*Task statement*.
Return each line of the rows below that contains the string "positive". Treat uppercase and lowercase as different.

*Records*.

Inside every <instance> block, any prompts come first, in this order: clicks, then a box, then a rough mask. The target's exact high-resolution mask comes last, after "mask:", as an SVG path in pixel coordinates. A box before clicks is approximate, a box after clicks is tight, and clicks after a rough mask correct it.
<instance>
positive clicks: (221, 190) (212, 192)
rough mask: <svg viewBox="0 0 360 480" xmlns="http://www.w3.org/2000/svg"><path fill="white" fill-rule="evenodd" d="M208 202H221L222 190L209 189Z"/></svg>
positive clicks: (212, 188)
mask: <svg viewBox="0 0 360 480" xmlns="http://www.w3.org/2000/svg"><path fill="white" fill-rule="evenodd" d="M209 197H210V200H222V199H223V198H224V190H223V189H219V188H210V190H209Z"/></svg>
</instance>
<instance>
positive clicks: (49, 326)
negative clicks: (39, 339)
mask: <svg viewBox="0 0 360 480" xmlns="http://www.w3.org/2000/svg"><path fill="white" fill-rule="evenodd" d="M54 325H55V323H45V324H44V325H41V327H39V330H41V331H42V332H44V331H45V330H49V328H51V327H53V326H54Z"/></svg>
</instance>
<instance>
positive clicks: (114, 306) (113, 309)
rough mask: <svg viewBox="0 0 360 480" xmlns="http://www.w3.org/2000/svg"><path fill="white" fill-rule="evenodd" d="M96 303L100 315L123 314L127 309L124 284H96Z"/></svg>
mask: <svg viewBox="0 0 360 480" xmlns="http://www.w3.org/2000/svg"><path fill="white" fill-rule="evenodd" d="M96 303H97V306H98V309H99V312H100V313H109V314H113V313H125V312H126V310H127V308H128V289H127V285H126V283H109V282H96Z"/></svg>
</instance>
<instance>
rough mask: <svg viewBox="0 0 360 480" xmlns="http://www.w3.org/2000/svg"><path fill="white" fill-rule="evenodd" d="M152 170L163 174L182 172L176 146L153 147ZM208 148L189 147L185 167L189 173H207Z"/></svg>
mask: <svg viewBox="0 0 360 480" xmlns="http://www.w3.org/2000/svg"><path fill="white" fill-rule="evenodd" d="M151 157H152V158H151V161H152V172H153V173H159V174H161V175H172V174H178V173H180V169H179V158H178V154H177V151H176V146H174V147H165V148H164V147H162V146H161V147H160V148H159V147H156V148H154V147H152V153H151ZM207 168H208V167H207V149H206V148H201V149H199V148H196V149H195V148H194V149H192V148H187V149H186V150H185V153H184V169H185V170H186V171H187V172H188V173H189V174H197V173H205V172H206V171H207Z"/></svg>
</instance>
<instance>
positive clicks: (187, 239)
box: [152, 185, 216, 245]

*Exercise answer*.
positive clicks: (221, 190) (212, 192)
positive clicks: (212, 188)
positive clicks: (49, 326)
positive clicks: (114, 306) (113, 309)
positive clicks: (187, 239)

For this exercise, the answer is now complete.